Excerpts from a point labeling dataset
·····
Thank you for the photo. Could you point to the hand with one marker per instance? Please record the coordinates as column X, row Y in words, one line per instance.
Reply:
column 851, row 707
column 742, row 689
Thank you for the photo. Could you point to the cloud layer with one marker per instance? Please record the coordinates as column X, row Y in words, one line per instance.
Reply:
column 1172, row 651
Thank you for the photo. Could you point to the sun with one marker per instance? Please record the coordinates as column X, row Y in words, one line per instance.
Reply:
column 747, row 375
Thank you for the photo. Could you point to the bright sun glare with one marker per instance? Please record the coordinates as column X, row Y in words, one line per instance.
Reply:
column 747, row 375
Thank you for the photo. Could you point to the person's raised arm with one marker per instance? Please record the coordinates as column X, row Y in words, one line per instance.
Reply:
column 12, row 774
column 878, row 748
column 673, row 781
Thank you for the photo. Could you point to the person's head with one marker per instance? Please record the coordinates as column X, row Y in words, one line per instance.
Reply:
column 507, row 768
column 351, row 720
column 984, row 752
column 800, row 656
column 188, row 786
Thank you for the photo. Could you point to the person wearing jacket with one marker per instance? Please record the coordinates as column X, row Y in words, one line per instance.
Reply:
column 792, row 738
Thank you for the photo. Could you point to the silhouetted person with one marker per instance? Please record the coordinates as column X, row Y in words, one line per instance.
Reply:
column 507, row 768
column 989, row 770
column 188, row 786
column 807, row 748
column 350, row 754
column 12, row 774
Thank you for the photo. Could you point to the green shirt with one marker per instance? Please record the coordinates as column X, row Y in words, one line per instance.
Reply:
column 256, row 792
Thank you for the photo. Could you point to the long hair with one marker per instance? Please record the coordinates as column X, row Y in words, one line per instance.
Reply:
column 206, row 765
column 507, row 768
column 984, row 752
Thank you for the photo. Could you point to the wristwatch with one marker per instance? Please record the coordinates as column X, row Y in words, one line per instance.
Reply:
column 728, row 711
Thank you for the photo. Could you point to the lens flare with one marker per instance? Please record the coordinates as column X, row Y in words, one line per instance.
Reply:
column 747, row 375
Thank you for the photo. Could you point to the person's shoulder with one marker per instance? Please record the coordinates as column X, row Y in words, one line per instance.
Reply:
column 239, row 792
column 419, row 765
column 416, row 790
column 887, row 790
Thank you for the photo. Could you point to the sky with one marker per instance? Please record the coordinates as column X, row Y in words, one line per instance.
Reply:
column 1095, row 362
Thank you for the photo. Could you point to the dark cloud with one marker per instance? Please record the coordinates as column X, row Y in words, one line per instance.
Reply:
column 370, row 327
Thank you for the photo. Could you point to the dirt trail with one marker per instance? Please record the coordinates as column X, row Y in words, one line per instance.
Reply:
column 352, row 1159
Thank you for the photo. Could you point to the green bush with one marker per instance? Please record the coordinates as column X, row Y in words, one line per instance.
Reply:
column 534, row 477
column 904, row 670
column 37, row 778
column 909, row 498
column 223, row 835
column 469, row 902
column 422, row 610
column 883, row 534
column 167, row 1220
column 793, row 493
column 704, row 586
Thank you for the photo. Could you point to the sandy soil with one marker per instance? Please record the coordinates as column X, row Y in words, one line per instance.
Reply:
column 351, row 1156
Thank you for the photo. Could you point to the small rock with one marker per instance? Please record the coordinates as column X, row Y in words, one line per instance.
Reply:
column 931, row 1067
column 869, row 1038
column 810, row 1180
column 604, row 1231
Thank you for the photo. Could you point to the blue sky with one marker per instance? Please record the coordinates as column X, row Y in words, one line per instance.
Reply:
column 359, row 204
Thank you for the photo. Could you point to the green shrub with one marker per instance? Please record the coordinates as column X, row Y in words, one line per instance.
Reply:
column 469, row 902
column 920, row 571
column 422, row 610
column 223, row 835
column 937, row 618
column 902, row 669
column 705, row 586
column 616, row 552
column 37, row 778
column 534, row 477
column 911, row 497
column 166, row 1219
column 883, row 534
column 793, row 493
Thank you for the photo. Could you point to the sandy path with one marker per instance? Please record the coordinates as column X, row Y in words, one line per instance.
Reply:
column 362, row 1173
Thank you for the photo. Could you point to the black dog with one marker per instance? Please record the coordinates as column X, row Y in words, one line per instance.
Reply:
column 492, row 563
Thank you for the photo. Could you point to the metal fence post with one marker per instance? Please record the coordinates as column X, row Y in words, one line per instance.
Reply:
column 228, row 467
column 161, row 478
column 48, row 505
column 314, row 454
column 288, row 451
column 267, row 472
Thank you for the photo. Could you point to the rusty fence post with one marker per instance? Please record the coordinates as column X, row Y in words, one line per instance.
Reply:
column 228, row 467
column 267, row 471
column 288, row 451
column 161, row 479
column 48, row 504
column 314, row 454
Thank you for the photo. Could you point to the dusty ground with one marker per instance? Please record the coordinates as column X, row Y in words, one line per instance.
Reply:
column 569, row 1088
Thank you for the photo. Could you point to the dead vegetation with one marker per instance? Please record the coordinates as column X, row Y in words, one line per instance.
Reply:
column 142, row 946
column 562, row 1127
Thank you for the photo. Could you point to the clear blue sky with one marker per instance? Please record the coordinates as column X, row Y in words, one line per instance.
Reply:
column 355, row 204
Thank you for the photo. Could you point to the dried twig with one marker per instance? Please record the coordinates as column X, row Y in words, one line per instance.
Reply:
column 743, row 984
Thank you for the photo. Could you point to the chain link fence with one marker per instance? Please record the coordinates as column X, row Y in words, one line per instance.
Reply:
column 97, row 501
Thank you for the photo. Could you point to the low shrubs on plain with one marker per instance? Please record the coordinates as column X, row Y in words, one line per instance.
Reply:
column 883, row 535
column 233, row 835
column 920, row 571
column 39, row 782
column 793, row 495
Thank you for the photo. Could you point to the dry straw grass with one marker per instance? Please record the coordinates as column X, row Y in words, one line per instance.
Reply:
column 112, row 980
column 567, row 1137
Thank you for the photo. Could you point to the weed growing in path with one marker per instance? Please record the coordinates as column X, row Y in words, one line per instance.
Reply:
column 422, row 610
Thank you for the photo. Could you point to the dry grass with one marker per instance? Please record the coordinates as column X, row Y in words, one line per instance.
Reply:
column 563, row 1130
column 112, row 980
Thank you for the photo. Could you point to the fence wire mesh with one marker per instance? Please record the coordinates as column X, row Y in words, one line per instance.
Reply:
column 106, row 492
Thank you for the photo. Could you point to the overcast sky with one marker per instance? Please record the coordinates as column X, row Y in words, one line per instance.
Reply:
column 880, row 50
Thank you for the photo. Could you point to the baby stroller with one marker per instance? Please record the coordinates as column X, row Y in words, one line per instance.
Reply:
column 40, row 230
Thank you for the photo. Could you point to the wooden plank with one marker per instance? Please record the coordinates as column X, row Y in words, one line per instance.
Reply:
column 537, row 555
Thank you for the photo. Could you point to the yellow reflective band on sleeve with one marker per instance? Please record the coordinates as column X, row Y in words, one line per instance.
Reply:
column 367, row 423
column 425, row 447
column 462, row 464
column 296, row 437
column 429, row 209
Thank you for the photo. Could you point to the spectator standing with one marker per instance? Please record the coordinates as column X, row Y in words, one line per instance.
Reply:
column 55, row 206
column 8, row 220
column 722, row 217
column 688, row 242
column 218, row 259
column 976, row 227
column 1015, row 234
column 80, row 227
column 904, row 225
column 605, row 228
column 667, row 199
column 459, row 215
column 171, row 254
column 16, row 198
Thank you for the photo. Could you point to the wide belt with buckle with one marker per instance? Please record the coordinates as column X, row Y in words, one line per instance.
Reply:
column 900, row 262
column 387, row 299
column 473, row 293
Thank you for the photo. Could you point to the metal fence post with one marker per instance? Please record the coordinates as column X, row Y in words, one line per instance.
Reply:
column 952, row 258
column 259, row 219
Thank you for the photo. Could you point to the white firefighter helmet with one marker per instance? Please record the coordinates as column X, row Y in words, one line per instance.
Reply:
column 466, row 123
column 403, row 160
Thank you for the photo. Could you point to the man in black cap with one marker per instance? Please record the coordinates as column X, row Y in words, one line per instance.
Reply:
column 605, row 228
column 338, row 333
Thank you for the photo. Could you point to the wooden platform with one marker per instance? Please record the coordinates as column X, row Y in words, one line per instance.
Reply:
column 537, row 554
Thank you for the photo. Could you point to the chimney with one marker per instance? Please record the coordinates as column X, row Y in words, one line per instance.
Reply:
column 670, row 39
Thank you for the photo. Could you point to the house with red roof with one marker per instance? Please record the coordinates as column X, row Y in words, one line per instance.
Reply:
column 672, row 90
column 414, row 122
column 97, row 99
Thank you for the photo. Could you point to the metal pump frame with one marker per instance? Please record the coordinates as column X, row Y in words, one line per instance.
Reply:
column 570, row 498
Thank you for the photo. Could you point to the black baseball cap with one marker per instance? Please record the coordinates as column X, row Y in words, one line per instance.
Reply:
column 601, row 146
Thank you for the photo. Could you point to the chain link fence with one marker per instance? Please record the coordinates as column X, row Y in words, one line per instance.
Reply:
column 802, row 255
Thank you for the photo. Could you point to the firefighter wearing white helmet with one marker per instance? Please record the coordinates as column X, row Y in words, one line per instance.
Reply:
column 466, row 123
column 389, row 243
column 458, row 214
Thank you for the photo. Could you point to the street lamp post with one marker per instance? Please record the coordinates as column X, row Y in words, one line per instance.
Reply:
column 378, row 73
·····
## PROBLEM REQUIREMENTS
Could you quote the material from the line with "Thank you for the photo. Could you point to the baby" through the line with "column 429, row 209", both lines included, word for word?

## RESPONSE FOR THIS EXERCISE
Thank you for the photo. Could you point to the baby stroller with one marker per instance? Please record the coordinates as column X, row Y in words, one line per instance.
Reply:
column 40, row 230
Thank you for the photo. Could you point to the wooden plank with one marker per instance? Please record the coordinates as column X, row Y in words, one line per instance.
Reply:
column 537, row 555
Thank you for the photo. Could you point to the yellow reflective band on sleeve with one marker per instance? Please record the coordinates as column X, row Y in words, one line per instance.
Reply:
column 367, row 423
column 425, row 447
column 462, row 464
column 296, row 437
column 429, row 209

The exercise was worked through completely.